*To do:* In the entries below, put every line between the one holding "Task: locate the man in hi-vis" and the one holding "[(123, 22), (203, 10), (456, 19), (39, 20), (304, 29)]", inclusive, into a Markdown table with the columns No. and Line. Give each line its own numbered row and leave out blank lines.

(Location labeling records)

★ ★ ★ ★ ★ ★ ★

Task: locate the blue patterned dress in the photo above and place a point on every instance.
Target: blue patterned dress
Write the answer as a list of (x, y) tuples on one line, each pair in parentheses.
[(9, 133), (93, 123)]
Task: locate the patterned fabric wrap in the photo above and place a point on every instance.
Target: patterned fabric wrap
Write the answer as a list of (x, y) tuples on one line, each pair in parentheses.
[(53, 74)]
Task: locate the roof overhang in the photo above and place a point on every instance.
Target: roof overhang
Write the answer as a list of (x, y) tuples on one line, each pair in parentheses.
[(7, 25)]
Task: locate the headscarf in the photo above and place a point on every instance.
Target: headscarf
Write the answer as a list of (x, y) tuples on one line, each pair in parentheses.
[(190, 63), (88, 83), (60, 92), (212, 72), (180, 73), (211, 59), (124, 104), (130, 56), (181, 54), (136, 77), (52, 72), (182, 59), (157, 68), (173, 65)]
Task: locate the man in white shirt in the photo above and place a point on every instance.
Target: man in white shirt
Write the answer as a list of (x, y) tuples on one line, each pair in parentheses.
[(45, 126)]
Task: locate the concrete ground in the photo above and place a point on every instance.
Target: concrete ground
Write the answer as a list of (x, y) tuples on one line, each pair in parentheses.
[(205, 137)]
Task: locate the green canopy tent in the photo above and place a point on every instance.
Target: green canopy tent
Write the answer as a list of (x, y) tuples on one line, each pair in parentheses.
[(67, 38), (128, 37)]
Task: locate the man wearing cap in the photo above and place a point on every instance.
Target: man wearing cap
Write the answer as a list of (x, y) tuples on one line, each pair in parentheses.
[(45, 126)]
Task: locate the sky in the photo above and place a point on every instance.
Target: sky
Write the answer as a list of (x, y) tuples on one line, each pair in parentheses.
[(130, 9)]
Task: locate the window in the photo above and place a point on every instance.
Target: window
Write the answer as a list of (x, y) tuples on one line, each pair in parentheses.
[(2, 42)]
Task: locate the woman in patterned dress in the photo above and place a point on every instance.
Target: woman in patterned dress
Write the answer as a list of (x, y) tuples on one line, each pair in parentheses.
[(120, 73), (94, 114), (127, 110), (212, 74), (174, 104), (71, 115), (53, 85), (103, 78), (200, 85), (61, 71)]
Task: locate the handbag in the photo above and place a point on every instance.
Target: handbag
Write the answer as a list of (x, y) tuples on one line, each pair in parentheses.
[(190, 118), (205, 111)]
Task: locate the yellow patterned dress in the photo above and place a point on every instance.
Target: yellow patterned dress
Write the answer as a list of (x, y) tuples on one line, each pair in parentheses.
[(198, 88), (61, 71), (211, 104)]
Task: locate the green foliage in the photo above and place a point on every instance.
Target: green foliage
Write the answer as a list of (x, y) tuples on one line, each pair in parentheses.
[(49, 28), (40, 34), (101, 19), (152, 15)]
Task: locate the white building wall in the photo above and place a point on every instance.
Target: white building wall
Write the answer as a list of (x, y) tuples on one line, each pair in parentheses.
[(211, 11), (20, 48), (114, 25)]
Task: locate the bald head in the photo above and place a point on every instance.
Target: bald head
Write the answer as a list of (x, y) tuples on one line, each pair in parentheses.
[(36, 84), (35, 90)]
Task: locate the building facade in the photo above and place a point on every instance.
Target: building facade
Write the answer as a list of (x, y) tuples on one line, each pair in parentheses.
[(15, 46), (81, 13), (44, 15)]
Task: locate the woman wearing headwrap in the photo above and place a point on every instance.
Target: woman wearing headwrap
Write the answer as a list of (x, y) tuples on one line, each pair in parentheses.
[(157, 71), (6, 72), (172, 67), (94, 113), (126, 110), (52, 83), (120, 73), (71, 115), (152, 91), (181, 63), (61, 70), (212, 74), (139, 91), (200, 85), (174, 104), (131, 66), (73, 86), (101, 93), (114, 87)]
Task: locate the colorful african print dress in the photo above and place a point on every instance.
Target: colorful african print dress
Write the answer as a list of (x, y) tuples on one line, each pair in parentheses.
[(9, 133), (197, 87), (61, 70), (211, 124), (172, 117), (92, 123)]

★ ★ ★ ★ ★ ★ ★

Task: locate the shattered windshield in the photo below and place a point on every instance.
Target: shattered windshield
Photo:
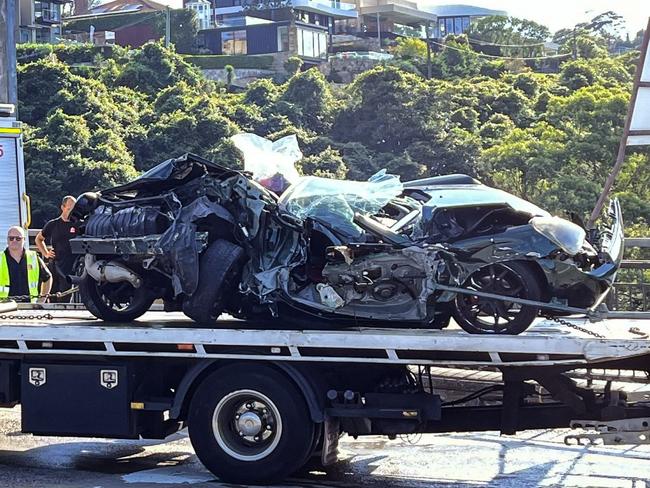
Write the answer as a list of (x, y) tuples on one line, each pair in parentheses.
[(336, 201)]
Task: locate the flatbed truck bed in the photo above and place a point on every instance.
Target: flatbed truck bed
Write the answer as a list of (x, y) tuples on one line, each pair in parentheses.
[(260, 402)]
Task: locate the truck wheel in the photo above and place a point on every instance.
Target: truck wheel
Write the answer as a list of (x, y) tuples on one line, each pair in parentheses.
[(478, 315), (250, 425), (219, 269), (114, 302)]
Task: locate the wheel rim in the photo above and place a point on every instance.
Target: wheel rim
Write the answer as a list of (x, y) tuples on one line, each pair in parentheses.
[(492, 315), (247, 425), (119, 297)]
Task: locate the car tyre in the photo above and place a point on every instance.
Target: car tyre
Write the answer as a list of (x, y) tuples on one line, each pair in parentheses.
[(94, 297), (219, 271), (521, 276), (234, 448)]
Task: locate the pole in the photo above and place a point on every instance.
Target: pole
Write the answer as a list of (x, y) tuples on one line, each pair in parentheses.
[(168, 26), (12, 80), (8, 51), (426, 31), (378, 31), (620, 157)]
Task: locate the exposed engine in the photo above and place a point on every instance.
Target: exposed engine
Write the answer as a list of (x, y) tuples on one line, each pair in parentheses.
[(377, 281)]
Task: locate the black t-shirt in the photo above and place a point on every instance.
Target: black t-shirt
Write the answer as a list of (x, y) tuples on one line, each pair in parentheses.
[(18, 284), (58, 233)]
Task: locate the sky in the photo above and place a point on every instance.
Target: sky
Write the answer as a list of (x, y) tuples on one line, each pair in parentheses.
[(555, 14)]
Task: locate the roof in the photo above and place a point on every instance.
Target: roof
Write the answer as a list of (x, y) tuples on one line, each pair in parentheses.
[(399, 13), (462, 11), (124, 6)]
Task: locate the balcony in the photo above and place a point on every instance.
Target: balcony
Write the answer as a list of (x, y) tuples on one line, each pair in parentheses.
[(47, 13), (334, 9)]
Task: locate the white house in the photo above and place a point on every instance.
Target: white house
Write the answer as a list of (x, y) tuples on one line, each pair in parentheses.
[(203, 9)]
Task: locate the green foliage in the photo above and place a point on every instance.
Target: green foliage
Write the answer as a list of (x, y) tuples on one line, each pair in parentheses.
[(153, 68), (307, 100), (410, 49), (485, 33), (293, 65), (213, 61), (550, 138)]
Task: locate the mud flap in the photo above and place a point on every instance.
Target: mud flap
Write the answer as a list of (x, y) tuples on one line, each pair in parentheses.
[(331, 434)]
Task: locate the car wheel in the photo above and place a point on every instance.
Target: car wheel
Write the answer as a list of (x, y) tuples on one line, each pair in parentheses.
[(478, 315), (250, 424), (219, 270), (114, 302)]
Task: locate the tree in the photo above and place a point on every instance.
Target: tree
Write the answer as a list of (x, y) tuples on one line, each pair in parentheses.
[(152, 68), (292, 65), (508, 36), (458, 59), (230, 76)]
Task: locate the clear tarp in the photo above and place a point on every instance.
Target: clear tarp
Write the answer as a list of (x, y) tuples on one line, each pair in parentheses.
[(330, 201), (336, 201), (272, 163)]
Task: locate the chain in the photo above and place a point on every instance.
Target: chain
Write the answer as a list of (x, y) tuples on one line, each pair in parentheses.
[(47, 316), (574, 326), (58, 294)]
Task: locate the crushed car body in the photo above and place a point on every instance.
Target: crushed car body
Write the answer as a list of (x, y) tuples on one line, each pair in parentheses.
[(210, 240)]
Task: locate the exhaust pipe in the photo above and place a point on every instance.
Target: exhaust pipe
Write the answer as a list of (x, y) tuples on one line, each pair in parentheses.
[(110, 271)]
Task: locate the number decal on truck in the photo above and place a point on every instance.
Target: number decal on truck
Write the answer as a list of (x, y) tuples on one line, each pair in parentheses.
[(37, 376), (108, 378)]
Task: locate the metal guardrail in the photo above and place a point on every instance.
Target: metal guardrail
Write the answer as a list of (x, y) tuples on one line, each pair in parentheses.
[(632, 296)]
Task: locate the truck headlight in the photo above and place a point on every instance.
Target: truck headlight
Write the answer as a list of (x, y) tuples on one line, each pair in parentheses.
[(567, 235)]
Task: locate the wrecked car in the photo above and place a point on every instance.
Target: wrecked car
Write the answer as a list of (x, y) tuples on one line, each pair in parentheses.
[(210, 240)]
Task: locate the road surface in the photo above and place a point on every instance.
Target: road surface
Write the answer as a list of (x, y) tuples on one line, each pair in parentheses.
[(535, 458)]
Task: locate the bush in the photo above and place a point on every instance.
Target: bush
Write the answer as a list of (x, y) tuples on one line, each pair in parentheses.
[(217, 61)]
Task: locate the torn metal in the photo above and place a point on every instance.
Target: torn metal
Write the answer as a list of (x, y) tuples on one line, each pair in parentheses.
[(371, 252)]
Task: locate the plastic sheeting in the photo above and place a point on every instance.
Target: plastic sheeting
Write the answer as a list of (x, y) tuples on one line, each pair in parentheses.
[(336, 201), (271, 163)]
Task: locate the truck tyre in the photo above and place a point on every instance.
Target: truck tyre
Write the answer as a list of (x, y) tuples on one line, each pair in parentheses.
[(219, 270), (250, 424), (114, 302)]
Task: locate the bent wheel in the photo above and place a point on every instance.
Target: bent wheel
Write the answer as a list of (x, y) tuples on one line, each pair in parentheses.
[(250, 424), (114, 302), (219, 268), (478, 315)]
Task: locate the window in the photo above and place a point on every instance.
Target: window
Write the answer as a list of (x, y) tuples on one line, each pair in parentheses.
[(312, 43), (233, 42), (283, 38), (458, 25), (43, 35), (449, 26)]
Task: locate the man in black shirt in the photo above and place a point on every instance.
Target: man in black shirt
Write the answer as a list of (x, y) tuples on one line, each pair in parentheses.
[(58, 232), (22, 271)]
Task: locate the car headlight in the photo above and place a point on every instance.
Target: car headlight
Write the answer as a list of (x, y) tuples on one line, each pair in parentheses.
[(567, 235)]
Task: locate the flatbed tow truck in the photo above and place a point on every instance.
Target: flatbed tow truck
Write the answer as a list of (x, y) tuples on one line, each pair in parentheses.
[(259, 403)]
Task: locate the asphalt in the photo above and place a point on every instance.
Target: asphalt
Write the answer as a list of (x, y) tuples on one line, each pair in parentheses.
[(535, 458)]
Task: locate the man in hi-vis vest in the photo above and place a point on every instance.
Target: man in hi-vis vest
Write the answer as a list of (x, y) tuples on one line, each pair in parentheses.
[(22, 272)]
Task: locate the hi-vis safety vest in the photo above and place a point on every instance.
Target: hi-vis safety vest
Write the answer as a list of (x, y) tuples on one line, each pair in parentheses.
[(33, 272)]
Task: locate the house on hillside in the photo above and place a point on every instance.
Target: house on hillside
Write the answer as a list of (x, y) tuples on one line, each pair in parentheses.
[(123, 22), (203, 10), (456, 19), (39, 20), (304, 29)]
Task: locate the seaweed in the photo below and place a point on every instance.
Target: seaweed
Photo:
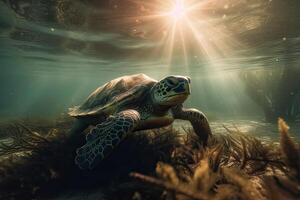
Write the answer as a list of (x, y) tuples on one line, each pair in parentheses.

★ ★ ★ ★ ★ ★ ★

*Task response:*
| No. | Line |
|---|---|
| 1 | Task: locate the man in hi-vis vest in the photo above and place a point on every instance. |
| 2 | Target: man in hi-vis vest |
| 3 | Write the answer as a list of (x, y) tuples on one line, each pair in parentheses. |
| 4 | [(22, 272)] |
| 5 | Task: locate the hi-vis safety vest in the photo above and place a point on every instance. |
| 6 | Target: hi-vis safety vest |
| 7 | Write the answer as a list of (x, y) tuples on one line, each pair in parentheses. |
| 8 | [(33, 272)] |
| 9 | Task: locate the house on hillside in the photo above and place a point on every instance. |
| 10 | Target: house on hillside |
| 11 | Write the answer as a list of (x, y) tuples on one line, each pair in parentheses. |
| 12 | [(123, 22), (203, 10), (456, 19), (39, 20), (304, 29)] |